▶ **TEKST**:
────────────────

ECLI:NL:HR:2012:BX4987
Hoge Raad
- Cassatie
- W.A.M. van Schendel
- H.A.G. Splinter-van Kan
- W.F. Groos
- Rechtspraak.nl
Vernietiging van de strafoplegging door de Hoge Raad wegens schending van de motiveringsplicht
In deze zaak heeft de Hoge Raad op 25 september 2012 uitspraak gedaan in een cassatieprocedure tegen een arrest van het Gerechtshof te Amsterdam. De verdachte was eerder veroordeeld tot een gevangenisstraf van één maand voor het opzettelijk gebruik maken van een vals identiteitsbewijs. De verdediging had in hoger beroep betoogd dat aan de verdachte geen onvoorwaardelijke gevangenisstraf opgelegd diende te worden, en dit standpunt was onderbouwd met verschillende persoonlijke omstandigheden van de verdachte, waaronder zijn gebrek aan kennis van de Nederlandse taal en zijn wens om legaal verblijf in Nederland te verkrijgen voor hem en zijn gezin.

────────────────

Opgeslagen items
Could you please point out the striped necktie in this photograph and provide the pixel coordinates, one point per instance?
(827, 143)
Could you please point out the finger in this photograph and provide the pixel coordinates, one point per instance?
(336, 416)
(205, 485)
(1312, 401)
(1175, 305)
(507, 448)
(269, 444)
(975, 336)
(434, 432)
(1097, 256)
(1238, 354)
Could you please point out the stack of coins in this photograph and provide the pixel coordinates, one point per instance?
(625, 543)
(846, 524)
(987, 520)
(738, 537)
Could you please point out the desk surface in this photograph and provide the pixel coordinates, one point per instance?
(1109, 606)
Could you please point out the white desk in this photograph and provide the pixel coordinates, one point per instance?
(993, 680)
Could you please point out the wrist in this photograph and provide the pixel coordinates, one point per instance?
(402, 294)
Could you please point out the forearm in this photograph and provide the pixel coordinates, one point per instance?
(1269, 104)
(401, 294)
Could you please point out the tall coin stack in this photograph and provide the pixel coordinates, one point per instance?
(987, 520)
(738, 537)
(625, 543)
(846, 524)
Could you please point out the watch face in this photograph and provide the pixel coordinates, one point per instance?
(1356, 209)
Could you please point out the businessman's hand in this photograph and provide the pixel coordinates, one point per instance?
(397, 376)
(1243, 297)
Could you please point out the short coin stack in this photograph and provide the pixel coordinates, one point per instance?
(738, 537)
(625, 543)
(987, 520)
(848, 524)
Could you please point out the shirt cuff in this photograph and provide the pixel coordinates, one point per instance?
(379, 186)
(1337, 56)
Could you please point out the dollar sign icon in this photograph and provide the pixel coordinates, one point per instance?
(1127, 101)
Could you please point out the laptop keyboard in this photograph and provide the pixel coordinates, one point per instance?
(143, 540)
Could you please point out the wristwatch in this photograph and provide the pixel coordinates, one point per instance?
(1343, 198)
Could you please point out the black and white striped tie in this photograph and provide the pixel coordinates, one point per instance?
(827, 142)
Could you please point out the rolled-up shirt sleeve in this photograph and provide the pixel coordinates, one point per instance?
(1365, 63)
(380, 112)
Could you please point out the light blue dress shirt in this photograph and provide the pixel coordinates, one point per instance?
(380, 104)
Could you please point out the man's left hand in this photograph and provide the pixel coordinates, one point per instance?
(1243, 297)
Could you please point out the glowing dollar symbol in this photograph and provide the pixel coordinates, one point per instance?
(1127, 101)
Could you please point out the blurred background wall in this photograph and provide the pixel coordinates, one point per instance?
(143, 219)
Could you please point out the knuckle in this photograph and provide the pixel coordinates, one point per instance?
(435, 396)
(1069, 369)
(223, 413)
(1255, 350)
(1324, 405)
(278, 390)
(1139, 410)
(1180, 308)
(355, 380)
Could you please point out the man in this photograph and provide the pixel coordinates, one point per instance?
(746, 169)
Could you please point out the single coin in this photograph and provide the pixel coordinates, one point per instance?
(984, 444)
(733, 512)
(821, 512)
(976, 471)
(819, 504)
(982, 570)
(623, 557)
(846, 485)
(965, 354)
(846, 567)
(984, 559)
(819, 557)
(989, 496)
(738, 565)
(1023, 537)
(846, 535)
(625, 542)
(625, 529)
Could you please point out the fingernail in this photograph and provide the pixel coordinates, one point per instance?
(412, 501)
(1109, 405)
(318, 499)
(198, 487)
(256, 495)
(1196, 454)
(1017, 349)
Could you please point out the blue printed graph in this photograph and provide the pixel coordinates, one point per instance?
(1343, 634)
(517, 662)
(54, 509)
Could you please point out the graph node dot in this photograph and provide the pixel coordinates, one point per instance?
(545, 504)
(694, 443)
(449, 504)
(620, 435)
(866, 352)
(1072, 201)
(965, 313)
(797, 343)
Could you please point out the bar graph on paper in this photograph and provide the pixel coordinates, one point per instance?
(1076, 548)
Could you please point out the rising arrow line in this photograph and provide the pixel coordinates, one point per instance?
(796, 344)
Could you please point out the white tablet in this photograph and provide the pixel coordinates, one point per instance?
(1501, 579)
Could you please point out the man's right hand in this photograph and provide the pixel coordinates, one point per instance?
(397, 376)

────────────────

▶ **OPDRACHT A**: Tot welke straf was de verdachte eerder veroordeeld volgens de tekst over de cassatiezaak?
▶ **OPDRACHT B**: Geef het stuk uit de tekst over de cassatiezaak opnieuw, beginnend bij de woorden "ECLI:NL:HR:2012:BX4987" en stoppend na "en zijn gezin.", en vervang daarin "Amsterdam" door "Den Haag".
▶ **OPDRACHT C**: Zet de tekst over de cassatiezaak voort na de laatste zin.
Het materiaal speelt hierbij geen enkele rol.

▶ **ANTWOORDVAK A**: Tot een gevangenisstraf van één maand.

▶ **ANTWOORDVAK B**:
ECLI:NL:HR:2012:BX4987
Hoge Raad
- Cassatie
- W.A.M. van Schendel
- H.A.G. Splinter-van Kan
- W.F. Groos
- Rechtspraak.nl
Vernietiging van de strafoplegging door de Hoge Raad wegens schending van de motiveringsplicht
In deze zaak heeft de Hoge Raad op 25 september 2012 uitspraak gedaan in een cassatieprocedure tegen een arrest van het Gerechtshof te Den Haag. De verdachte was eerder veroordeeld tot een gevangenisstraf van één maand voor het opzettelijk gebruik maken van een vals identiteitsbewijs. De verdediging had in hoger beroep betoogd dat aan de verdachte geen onvoorwaardelijke gevangenisstraf opgelegd diende te worden, en dit standpunt was onderbouwd met verschillende persoonlijke omstandigheden van de verdachte, waaronder zijn gebrek aan kennis van de Nederlandse taal en zijn wens om legaal verblijf in Nederland te verkrijgen voor hem en zijn gezin.

▶ **ANTWOORDVAK C**:
De Hoge Raad oordeelde dat het Hof in strijd met artikel 359, tweede lid, van het Wetboek van Strafvordering had verzuimd om in het bijzonder de redenen op te geven waarom het was afgeweken van het door de verdediging ingenomen standpunt. Dit verzuim leidde tot nietigheid van de uitspraak van het Hof. De Advocaat-Generaal had geconcludeerd tot vernietiging van het bestreden arrest, maar uitsluitend wat betreft de strafoplegging, en tot terugwijzing van de zaak naar het Gerechtshof te Amsterdam voor herbehandeling van de straf.
De Hoge Raad vernietigde de bestreden uitspraak, maar uitsluitend wat betreft de strafoplegging, en wees de zaak terug naar het Gerechtshof te Amsterdam. De Hoge Raad verwerpt het beroep voor het overige. Dit arrest benadrukt het belang van een zorgvuldige motivering door de rechter bij het afwijken van de standpunten van de verdediging, en bevestigt dat een gebrek aan motivering kan leiden tot nietigheid van de uitspraak.